Lilith

La sexualité interdite : Lilith

Sauvage, perverse, diabolique… Lilith est le démon de la nuit, la maligne séductrice qui envoûte l’homme avec ses armes sexuelles et le conduit dans les abîmes de la perdition. Elle assassine les enfants, dévore les animaux, elle est mère de millions de diables, destructrice de la vie sous toutes ses formes… Dans la nuit des temps, elle fut vénérée comme une déesse de la sexualité sacrée et est devenue diabolique avec le patriarcat, passant à l’histoire comme une des figures obscures les plus effrayantes.

La sexualité interdite : Lilith

Sauvage, perverse, diabolique… Lilith est le démon de la nuit, la maligne séductrice qui envoûte l’homme avec ses armes sexuelles et le conduit dans les abîmes de la perdition. Elle assassine les enfants, dévore les animaux, elle est mère de millions de diables, destructrice de la vie sous toutes ses formes… Dans la nuit des temps, elle fut vénérée comme une déesse de la sexualité sacrée et est devenue diabolique avec le patriarcat, passant à l’histoire comme une des figures obscures les plus effrayantes.

Icône du mal dans les mythologies hébraïque, sumérienne, babylonienne, cananéenne, perse et arabe, elle est considérée par le judaïsme comme le plus redoutable des démons. La Cabale et le Talmud hébreux mettent en garde les hommes quant à ses méfaits et ses agissements pour les envoûter.

Mais qui est réellement Lilith et pourquoi la connaît-on comme l’incarnation féminine du mal ? Le Talmud la décrit comme étant la première épouse d’Adam. Auprès de cette première figure féminine, il n’est pas heureux parce qu’elle le questionnait sans cesse : pourquoi devait-elle être dans la position inférieure lors de l’acte sexuel s’ils avaient été crées de la poussière de la même façon et qu’ils étaient égaux ? Selon la tradition juive, lorsque Adam insista pour garder la position supérieure, Lilith refusa de se soumettre et, prononçant le nom secret de Dieu, s’échappa vers la Mer Rouge qu’on disait peuplée de démons. Là, elle se consacra à une luxure déchaînée, donnant naissance à plus de cent démons par jour. Yahvé envoya trois anges pour lui demander de retourner auprès d’Adam mais elle refusa.

== == ==

[Consigne] D'après le texte sur Lilith, combien d'anges Yahvé envoie-t-il pour demander à Lilith de retourner auprès d'Adam ?

[Données sources]

== == ==

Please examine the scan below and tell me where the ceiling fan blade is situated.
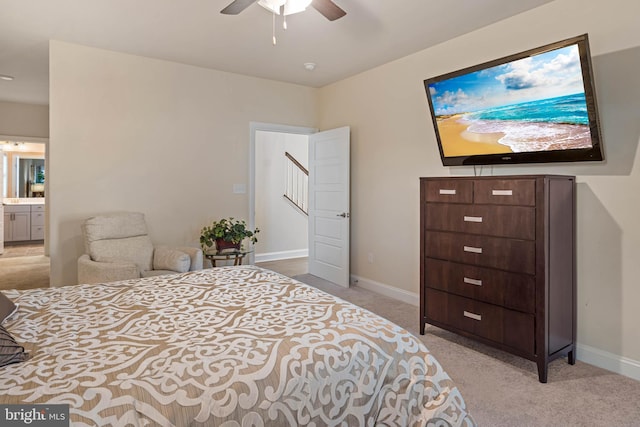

== == ==

[Corrigé] Trois anges.